------ Recorded information

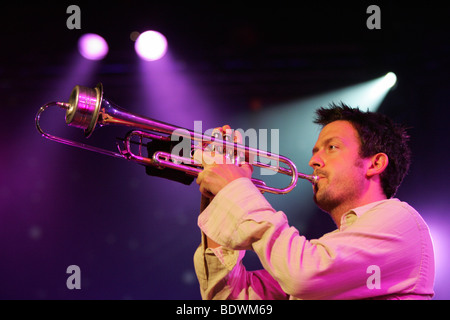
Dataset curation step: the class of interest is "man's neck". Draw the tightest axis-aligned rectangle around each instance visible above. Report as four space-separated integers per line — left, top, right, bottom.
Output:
330 193 387 229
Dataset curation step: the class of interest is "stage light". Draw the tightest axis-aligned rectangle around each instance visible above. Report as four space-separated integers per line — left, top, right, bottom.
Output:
366 72 397 107
384 72 397 88
135 30 168 61
426 216 450 299
78 33 109 61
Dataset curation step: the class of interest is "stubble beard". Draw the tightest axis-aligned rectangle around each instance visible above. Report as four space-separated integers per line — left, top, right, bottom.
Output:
313 182 342 215
313 159 366 215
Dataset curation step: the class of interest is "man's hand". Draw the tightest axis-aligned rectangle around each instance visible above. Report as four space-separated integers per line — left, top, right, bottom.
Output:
196 162 253 198
195 125 253 199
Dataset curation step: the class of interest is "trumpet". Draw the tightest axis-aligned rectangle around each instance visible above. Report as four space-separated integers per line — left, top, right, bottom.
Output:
35 83 318 194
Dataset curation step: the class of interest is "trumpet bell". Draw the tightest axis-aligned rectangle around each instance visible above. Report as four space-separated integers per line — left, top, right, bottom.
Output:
65 83 104 137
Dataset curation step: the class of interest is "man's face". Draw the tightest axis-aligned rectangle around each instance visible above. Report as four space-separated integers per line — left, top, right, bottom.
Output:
309 120 368 213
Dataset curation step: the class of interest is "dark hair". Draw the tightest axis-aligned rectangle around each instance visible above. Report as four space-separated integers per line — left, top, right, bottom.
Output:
314 102 411 198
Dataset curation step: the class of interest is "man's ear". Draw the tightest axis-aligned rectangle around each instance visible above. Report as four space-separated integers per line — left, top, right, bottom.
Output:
366 153 389 177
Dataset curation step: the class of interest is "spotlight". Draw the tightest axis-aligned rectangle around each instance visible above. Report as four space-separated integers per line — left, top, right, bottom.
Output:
78 33 109 61
366 72 397 108
383 72 397 89
135 30 168 61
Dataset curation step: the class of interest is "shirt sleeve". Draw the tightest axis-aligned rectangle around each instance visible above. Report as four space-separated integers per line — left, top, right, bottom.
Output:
193 232 289 300
197 178 434 300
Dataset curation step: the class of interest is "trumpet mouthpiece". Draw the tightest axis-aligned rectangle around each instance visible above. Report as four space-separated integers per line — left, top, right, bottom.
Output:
298 173 319 184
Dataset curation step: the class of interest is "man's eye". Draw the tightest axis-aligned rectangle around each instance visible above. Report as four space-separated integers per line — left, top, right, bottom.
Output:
328 145 338 150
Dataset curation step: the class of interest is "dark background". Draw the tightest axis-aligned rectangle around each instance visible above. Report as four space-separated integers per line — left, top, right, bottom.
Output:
0 1 449 299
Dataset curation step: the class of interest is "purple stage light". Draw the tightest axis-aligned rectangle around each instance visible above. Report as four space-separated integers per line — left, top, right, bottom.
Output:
427 217 450 299
135 30 168 61
78 33 109 61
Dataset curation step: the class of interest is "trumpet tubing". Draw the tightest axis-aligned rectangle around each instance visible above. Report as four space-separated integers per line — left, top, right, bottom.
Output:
35 83 318 194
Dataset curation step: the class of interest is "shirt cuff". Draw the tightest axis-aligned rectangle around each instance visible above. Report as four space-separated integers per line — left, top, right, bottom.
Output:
199 230 244 272
208 246 245 271
198 177 277 250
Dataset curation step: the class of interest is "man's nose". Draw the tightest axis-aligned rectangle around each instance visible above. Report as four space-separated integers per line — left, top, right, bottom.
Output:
308 153 323 169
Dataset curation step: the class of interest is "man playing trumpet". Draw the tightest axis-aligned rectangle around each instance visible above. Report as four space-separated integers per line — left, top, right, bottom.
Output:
193 102 435 300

------------

Exercise requirements: Where a line of the entries above holds the word "dark", return that line.

Output for this exercise:
Dataset curation step: the class of interest is "dark hair". Draw the tightest axis-aligned rectangle around each instance visible above. Report as four space-separated integers per line — left, top, right, bottom.
Dataset curation step: the class of interest is "dark background". Draw the tightest axis-aligned rectangle around each instance visible above. Report as four space-separated integers per line — left, top, right, bottom.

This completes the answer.